• Extrait du texte:
● ● ● ●

Abyssus abyssum invocat ! Le mot « abysse » a pour origine le terme grec abyssos qui signifie « sans fond ». Car longtemps les humains ont considéré l’océan comme un gouffre insondable.

Où commencent les abysses ? Les abysses sont les zones profondes de l’océan où la lumière ne pénètre jamais (à partir de 2 000 m de fond). Les plaines abyssales qui composent la plus grande partie des fonds océaniques se trouvent entre 3 000 et 6 000 mètres de profondeur.

10 912 m : le point le plus profond de l’océan. Des hommes ont cependant réussi par deux fois à descendre au plus profond de l’océan, dans la Fosse des Marianne à l’est des Philippines. Ils ont plongé à près de 11 000 m de profondeur. Qui sont ces héros du fond des mers ? En 1960, ce sont le Suisse Jacques Piccard et l’Américain Don Walsh qui descendent à bord du bathyscaphe Le Trieste. En 2012, James Cameron, réalisateur de Titanic et Abyss découvre à son tour les profondeurs de l’océan à bord du Deepsea Challenger.

● ● ● ●

• Données fournies:
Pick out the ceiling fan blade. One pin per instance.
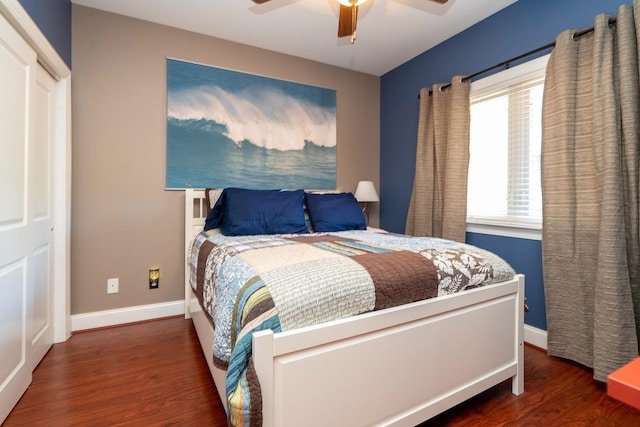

● ● ● ●

• Exercice 1: Quelles personnes le texte sur les abysses cite-t-il par leur nom ?
• Exercice 2: Recopiez le texte sur les abysses, de « Où commencent les » à « bord du Deepsea Challenger. ».

• Résultat 1: Jacques Piccard, Don Walsh, James Cameron

• Résultat 2:
Où commencent les abysses ? Les abysses sont les zones profondes de l’océan où la lumière ne pénètre jamais (à partir de 2 000 m de fond). Les plaines abyssales qui composent la plus grande partie des fonds océaniques se trouvent entre 3 000 et 6 000 mètres de profondeur.

10 912 m : le point le plus profond de l’océan. Des hommes ont cependant réussi par deux fois à descendre au plus profond de l’océan, dans la Fosse des Marianne à l’est des Philippines. Ils ont plongé à près de 11 000 m de profondeur. Qui sont ces héros du fond des mers ? En 1960, ce sont le Suisse Jacques Piccard et l’Américain Don Walsh qui descendent à bord du bathyscaphe Le Trieste. En 2012, James Cameron, réalisateur de Titanic et Abyss découvre à son tour les profondeurs de l’océan à bord du Deepsea Challenger.